##### SELECTED PASSAGE

Personal information
- Nationality: Uzbekistani
- Born: 12 August 1994 (age 31) Namangan, Uzbekistan

Sport
- Sport: Paralympic athletics
- Disability class: F55
- Events: Discus throw; Javelin throw; Shot put;
- Coached by: Sardor Abdukholikov Yakhyo Yakubov

Medal record
Women's para-athletics
Representing Uzbekistan
Paralympic Games
| Gold medal – first place | 2024 Paris | Javelin throw F54 |
| Silver medal – second place | 2020 Tokyo | Javelin throw F54 |
| Bronze medal – third place | 2020 Tokyo | Shot put F54 |
| Bronze medal – third place | 2024 Paris | Shot put F54 |
World Championships
| Gold medal – first place | 2023 Paris | Javelin throw F54 |
| Gold medal – first place | 2024 Kobe | Javelin throw F54 |
| Bronze medal – third place | 2023 Paris | Shot put F54 |
| Bronze medal – third place | 2024 Kobe | Shot put F54 |
Asian Para Games
| Gold medal – first place | 2022 Hangzhou | Javelin throw F54 |

= Nurkhon Kurbanova =

Uzbekistani Paralympic athlete (born 1994)

Nurkhon Kurbanova (born 12 August 1994) is an Uzbekistani Paralympic athlete specializing in throwing events. She represented Uzbekistan at the 2020 Summer Paralympics and 2024 Summer Paralympics.

##########
##### RECORDS SHOWN

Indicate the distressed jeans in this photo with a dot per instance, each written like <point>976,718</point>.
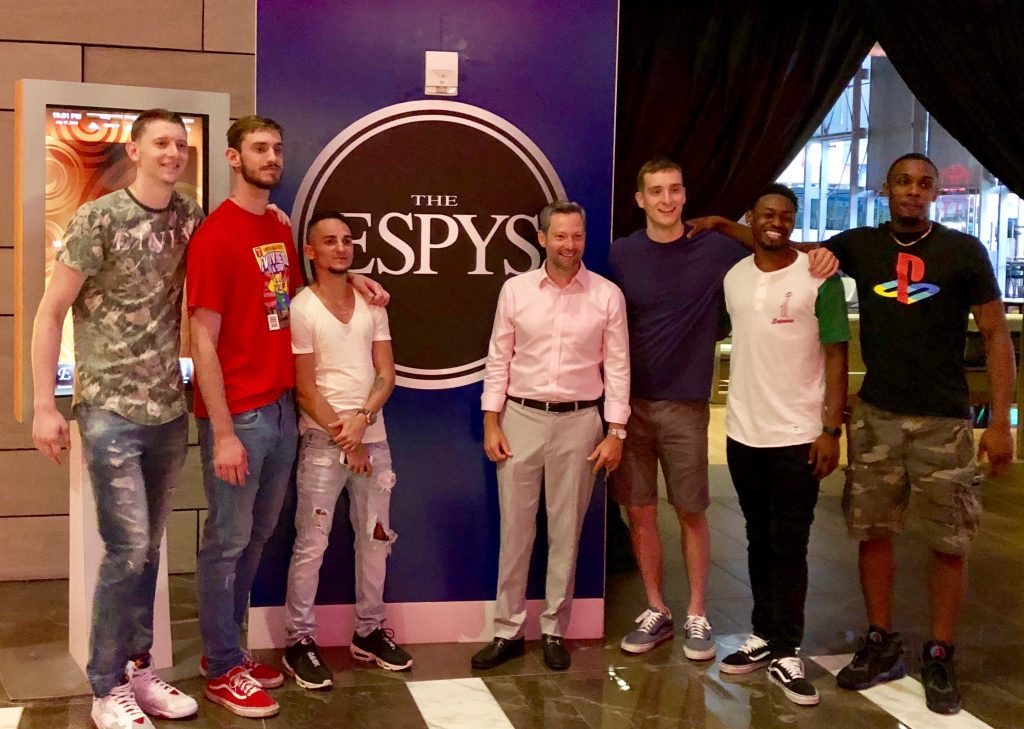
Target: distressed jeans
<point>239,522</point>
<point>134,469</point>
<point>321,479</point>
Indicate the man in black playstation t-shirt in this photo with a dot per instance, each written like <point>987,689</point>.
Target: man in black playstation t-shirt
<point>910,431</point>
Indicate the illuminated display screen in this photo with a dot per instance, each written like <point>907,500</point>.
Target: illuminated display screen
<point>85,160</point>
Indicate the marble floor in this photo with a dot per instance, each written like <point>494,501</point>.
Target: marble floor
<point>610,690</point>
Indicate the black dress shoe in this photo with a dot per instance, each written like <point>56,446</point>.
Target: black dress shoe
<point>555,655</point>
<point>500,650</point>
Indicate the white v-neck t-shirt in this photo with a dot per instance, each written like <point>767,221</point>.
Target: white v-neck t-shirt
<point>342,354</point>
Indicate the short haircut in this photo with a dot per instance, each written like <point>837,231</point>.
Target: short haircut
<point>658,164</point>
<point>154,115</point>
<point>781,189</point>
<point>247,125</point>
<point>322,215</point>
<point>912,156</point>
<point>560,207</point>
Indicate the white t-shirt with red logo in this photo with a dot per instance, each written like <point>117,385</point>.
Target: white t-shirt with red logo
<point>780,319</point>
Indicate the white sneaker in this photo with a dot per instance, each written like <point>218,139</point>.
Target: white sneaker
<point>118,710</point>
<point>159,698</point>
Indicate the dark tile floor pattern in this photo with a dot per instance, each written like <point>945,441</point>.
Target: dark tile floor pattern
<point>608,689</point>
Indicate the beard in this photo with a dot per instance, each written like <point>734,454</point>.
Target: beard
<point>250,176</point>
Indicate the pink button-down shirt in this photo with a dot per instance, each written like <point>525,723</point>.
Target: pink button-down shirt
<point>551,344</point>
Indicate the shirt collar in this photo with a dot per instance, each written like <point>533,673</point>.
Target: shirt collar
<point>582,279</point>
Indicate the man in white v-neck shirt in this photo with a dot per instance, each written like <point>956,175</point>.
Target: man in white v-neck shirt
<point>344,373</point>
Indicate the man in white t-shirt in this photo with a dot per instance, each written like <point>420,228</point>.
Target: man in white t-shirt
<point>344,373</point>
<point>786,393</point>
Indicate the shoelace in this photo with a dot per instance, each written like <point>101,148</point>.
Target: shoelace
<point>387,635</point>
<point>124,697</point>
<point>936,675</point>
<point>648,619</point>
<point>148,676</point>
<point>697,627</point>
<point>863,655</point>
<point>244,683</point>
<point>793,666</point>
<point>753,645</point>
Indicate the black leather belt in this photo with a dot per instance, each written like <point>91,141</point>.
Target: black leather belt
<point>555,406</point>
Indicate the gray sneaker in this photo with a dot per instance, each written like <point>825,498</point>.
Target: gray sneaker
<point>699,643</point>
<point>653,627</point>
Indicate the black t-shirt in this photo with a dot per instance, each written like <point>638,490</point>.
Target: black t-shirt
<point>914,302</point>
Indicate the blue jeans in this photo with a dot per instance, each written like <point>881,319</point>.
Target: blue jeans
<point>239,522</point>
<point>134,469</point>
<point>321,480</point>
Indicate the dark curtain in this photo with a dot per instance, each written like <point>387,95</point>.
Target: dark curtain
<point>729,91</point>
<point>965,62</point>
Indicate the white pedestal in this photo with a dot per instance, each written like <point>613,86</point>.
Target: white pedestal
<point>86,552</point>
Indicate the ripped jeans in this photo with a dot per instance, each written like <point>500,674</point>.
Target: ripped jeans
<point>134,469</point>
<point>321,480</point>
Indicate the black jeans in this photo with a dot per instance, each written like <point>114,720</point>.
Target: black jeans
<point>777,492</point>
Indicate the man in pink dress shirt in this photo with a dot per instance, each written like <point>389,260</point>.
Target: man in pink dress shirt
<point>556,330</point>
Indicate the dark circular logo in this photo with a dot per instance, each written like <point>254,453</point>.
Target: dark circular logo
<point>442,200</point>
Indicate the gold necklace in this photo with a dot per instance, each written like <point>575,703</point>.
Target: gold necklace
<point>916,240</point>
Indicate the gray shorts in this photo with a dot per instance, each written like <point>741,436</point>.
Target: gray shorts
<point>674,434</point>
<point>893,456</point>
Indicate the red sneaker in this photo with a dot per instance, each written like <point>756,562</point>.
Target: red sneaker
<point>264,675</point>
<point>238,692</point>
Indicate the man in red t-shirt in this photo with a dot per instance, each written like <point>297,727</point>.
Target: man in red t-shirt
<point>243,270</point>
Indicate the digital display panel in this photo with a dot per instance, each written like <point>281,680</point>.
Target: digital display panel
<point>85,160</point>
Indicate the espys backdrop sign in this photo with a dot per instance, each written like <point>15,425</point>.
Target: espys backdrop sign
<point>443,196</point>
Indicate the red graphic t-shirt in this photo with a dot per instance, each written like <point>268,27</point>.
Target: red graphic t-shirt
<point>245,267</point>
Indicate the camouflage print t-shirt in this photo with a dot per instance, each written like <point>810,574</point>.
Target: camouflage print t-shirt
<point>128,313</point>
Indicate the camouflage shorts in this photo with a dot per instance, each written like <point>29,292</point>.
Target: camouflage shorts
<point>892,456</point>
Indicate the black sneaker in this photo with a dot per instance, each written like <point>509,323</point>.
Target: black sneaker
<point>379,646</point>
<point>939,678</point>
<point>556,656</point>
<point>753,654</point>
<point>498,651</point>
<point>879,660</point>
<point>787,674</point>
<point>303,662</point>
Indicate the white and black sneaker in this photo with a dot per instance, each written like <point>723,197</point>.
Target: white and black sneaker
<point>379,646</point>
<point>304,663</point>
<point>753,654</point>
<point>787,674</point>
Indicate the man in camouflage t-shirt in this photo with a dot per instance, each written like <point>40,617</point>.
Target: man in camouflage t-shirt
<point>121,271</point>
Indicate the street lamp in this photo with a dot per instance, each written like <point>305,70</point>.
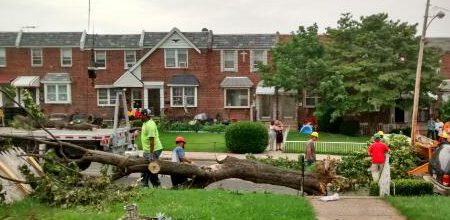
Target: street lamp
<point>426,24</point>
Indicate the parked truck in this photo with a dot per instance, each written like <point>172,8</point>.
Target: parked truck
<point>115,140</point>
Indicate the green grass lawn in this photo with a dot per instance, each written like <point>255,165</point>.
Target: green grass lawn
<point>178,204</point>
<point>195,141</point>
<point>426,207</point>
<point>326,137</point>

##########
##### RECORDS SHOWN

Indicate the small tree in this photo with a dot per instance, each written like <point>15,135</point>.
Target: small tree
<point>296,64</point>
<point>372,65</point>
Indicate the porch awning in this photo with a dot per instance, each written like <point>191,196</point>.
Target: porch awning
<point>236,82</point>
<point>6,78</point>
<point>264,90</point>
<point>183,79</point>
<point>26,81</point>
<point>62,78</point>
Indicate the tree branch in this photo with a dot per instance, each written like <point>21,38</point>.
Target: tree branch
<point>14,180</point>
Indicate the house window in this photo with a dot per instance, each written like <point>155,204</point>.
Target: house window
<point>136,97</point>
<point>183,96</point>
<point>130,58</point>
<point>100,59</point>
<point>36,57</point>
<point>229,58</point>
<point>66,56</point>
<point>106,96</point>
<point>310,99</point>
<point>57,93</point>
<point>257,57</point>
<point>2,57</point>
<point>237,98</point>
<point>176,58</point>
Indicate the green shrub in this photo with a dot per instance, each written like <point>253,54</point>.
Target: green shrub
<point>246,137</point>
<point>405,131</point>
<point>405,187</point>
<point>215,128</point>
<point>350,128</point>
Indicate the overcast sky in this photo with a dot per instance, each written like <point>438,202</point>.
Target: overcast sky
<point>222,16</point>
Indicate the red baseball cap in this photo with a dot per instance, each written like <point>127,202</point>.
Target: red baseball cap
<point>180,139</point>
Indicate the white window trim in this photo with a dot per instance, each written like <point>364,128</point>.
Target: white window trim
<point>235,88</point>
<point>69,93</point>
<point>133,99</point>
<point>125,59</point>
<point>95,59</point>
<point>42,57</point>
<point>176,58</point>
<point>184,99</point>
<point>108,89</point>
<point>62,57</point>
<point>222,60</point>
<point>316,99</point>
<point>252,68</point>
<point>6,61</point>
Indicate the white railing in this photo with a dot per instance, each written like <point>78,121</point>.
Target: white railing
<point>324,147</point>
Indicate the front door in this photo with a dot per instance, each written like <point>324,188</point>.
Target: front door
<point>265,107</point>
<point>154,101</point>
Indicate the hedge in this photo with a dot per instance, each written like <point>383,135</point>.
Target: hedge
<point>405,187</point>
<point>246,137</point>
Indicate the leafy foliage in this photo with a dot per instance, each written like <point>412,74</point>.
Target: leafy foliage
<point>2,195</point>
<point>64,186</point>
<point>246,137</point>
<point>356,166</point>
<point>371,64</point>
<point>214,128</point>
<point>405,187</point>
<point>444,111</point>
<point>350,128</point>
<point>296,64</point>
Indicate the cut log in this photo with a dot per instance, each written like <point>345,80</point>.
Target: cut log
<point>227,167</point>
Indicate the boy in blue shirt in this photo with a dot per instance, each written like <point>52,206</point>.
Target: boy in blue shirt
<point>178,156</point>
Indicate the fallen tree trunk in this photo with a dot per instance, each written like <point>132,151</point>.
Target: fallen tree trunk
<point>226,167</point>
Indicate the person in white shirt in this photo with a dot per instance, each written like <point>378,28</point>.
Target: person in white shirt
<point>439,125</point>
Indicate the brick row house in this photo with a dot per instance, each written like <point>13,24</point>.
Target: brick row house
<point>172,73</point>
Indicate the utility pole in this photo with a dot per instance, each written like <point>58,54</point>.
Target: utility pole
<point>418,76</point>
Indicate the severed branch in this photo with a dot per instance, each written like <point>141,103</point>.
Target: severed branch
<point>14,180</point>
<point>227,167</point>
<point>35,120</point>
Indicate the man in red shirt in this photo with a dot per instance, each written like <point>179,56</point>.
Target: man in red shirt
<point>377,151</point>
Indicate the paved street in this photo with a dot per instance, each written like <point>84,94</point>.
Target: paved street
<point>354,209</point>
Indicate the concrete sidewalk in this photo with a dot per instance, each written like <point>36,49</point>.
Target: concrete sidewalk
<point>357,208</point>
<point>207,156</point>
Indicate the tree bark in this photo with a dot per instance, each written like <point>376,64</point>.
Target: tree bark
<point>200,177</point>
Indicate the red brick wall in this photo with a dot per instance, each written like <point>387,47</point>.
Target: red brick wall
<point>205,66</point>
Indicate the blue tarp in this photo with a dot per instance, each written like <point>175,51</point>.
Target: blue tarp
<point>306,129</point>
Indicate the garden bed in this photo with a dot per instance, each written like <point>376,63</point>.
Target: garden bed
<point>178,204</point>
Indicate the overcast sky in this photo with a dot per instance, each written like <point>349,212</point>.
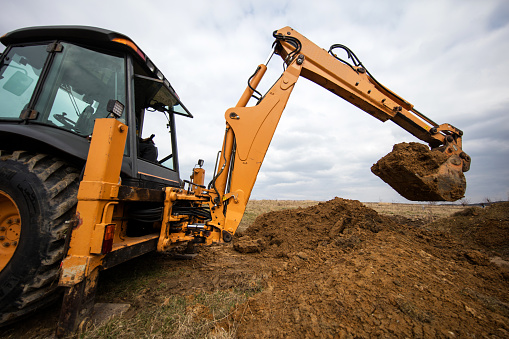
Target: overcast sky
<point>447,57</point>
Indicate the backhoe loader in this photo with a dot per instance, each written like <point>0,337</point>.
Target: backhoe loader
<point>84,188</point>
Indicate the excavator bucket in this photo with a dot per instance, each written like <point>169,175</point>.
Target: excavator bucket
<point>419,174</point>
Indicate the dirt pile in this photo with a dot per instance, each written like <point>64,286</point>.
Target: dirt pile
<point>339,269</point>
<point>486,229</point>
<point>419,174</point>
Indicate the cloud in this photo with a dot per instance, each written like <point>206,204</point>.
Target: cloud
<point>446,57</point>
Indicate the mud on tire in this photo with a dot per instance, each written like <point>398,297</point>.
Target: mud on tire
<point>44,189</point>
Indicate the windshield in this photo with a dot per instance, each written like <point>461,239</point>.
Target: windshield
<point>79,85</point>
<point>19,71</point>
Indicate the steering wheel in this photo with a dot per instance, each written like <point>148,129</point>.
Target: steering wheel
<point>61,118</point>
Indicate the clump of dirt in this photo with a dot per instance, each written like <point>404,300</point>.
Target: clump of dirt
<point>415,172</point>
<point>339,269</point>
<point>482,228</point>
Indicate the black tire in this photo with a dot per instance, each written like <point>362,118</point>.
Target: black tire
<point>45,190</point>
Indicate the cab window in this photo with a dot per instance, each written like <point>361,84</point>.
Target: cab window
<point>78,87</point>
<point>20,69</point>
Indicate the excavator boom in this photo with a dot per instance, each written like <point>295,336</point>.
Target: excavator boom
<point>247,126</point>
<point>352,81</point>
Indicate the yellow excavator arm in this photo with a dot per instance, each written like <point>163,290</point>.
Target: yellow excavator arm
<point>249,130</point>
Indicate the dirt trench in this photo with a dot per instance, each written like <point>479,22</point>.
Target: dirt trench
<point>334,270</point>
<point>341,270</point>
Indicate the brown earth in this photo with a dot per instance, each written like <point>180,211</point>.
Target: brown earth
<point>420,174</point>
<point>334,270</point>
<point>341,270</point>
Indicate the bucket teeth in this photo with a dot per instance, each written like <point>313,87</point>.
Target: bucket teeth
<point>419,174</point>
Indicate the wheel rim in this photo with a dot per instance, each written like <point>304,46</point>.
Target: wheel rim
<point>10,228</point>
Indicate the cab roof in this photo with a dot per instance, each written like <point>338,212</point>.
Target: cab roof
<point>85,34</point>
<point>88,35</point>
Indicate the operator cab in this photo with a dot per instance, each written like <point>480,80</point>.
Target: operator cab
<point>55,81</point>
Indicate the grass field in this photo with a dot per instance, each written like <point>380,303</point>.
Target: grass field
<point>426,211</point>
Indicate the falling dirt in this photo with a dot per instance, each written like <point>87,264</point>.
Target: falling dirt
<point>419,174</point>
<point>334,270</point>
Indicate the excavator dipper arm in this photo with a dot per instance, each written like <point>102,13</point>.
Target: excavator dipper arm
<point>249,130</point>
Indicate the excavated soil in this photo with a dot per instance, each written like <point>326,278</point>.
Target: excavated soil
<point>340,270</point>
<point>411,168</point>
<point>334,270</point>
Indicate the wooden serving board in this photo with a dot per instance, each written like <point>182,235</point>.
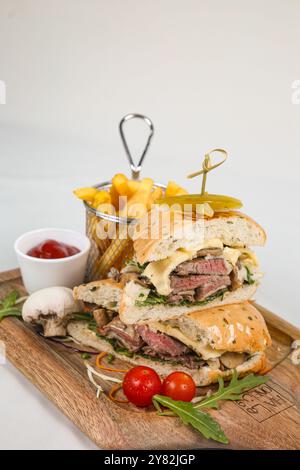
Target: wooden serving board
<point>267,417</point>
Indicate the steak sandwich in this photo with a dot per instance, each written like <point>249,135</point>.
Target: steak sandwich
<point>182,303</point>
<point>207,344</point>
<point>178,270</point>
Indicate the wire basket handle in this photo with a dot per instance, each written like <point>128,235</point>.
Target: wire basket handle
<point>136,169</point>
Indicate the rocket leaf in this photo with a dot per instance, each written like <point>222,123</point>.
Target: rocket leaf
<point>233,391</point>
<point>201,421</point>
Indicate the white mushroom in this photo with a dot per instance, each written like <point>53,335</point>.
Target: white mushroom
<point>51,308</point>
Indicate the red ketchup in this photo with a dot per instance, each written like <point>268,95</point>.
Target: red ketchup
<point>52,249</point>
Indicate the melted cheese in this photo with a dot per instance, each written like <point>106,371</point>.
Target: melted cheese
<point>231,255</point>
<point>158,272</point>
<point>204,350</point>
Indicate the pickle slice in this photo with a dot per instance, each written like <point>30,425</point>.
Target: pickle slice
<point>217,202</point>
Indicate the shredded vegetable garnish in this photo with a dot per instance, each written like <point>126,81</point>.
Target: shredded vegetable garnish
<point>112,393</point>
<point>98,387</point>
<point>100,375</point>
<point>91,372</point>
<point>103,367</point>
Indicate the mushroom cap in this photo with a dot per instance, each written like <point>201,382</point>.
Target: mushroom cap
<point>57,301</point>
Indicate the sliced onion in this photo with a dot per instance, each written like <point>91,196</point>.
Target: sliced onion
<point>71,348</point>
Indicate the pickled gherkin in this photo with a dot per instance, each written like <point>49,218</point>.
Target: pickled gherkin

##########

> [PROMPT A]:
According to the Nurkhon Kurbanova profile, in which event did she win gold at the 2022 Asian Para Games in Hangzhou?
> [PROMPT B]:
Copy part of the Nurkhon Kurbanova profile word for word, beginning at the words "Uzbekistani Paralympic athlete (born" and stopping after the words "2024 Summer Paralympics.".

> [RESPONSE A]:
Javelin throw F54

> [RESPONSE B]:
Uzbekistani Paralympic athlete (born 1994)

Nurkhon Kurbanova (born 12 August 1994) is an Uzbekistani Paralympic athlete specializing in throwing events. She represented Uzbekistan at the 2020 Summer Paralympics and 2024 Summer Paralympics.